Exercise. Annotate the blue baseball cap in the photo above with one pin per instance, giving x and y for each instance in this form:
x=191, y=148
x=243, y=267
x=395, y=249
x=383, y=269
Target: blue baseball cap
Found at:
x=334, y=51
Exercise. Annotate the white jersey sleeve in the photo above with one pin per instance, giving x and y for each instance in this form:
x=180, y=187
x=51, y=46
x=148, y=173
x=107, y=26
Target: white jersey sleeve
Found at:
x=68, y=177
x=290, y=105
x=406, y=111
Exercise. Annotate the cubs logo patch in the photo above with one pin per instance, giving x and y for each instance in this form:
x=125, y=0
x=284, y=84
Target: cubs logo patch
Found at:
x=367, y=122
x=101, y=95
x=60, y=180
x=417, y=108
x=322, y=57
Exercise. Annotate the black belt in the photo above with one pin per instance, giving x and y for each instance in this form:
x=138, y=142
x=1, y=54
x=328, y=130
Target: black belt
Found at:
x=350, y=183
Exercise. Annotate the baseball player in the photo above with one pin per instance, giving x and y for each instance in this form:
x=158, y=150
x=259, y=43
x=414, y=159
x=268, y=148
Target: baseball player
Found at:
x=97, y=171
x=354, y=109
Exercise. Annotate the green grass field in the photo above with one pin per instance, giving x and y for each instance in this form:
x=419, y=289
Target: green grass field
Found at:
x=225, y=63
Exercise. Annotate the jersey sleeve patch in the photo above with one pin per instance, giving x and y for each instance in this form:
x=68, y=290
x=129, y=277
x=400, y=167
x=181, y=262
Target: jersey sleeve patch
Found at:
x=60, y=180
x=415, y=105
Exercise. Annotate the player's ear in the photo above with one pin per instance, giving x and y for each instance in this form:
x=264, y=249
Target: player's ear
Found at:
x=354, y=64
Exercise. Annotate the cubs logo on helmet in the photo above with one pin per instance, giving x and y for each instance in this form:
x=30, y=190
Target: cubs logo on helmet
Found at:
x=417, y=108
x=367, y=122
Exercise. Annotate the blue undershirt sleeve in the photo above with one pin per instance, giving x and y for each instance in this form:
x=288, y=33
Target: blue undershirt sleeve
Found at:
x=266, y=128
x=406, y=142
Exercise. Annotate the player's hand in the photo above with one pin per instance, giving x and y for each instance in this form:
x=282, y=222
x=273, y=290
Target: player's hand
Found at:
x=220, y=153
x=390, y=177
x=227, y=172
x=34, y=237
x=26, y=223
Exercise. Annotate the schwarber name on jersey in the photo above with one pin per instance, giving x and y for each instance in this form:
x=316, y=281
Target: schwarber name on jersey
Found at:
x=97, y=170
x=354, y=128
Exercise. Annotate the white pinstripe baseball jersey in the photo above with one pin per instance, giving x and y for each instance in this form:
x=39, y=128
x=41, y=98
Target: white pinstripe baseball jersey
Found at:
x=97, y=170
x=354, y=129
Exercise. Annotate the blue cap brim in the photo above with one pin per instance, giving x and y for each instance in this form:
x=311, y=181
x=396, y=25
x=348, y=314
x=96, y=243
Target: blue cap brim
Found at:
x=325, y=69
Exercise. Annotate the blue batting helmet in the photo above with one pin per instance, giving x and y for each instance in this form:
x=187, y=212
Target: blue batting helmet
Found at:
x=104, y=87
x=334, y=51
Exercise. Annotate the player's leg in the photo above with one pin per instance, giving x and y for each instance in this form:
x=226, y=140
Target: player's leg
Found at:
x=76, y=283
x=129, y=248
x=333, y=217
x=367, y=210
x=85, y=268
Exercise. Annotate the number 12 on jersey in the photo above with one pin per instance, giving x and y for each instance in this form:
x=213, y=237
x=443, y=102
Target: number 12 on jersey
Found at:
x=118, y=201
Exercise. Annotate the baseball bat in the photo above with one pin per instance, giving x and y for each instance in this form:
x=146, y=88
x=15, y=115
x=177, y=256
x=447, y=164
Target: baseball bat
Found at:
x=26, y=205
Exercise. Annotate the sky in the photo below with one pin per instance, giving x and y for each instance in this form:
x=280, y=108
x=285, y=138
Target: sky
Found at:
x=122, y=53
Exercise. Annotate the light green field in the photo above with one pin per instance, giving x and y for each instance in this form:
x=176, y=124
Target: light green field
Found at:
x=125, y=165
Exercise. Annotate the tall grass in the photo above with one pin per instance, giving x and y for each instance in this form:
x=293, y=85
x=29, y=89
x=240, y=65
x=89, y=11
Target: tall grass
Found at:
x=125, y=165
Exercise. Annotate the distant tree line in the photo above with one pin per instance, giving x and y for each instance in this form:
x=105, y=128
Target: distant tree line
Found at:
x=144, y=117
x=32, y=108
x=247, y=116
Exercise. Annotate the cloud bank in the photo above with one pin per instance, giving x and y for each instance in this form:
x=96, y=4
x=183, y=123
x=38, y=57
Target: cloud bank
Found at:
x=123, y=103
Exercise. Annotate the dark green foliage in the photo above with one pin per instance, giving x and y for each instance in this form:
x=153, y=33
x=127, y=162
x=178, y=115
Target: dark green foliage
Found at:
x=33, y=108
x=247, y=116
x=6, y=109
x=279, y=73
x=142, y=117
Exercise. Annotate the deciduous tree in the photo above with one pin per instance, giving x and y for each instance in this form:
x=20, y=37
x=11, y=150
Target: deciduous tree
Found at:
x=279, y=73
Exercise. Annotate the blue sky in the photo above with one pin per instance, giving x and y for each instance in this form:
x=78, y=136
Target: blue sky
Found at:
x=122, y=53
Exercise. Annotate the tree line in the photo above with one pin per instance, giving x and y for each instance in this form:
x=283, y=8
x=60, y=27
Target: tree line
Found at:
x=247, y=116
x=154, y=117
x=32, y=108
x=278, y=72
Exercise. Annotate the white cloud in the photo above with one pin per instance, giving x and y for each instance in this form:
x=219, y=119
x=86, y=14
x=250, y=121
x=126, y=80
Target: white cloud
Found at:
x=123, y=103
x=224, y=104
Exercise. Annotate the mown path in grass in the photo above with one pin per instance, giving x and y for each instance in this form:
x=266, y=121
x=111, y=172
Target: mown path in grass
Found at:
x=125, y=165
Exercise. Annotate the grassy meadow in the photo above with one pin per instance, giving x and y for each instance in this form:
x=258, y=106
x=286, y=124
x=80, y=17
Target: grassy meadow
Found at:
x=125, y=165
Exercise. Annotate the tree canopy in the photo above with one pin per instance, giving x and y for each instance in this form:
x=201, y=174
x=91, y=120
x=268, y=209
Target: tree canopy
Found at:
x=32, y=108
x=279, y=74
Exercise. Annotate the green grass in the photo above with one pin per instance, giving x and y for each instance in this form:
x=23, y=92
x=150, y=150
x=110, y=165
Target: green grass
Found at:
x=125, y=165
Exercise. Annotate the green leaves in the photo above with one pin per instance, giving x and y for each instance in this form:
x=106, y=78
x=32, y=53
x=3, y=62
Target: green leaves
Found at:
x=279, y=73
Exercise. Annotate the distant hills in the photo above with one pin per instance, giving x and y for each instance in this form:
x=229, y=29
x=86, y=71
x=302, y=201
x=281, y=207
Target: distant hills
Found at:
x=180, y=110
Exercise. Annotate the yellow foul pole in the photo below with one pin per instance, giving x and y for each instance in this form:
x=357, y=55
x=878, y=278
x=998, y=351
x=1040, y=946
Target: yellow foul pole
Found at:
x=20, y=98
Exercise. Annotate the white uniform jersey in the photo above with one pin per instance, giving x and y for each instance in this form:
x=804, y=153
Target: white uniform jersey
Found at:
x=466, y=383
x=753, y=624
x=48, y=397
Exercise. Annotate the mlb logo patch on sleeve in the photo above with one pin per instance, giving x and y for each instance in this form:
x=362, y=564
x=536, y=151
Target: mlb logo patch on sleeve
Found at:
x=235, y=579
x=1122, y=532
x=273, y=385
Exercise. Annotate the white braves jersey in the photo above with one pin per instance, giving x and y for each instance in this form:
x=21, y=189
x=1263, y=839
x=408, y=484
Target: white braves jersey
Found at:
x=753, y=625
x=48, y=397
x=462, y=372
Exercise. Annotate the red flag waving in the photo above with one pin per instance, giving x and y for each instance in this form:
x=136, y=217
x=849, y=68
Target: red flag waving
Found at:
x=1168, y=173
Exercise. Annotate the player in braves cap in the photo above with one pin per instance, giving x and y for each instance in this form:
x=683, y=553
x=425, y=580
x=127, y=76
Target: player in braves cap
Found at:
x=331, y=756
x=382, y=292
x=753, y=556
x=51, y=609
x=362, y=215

------------------------------------------------

Brief — Only exact copies of the lines from the one containing "x=1040, y=946" to the end of the records belong in the answer.

Exercise answer —
x=1040, y=946
Target: yellow foul pole
Found at:
x=20, y=98
Exercise. Annotate the white uniform jersey in the photo above with one pin per instance, giving x and y for each instance in this form:
x=804, y=153
Target: white uniform jersey
Found at:
x=466, y=383
x=753, y=624
x=48, y=397
Exercise. Annotate the mlb logo patch on sleeve in the photo above with one pin per instance, giving x and y for each instance in this form:
x=362, y=564
x=536, y=151
Target: mlb logo patch on sleeve
Found at:
x=235, y=579
x=1122, y=532
x=273, y=385
Exercise. Annotate the white braves jersey in the photo above with one pin per instance, giving x and y for each instance in this form:
x=21, y=189
x=1263, y=839
x=408, y=484
Target: white braves jersey
Found at:
x=753, y=625
x=48, y=397
x=462, y=372
Exercise. Annotate the red flag waving in the photo above with one pin per instance, giving x and y for each instance in this form:
x=136, y=217
x=849, y=68
Target: red flag waving
Found at:
x=1168, y=173
Exercise. Annotate the player in braves cap in the photo above with one pin per instance, giving x and y for each instance in this form:
x=683, y=553
x=425, y=580
x=127, y=76
Target: player in braves cap
Found at:
x=331, y=756
x=382, y=292
x=753, y=556
x=51, y=609
x=362, y=215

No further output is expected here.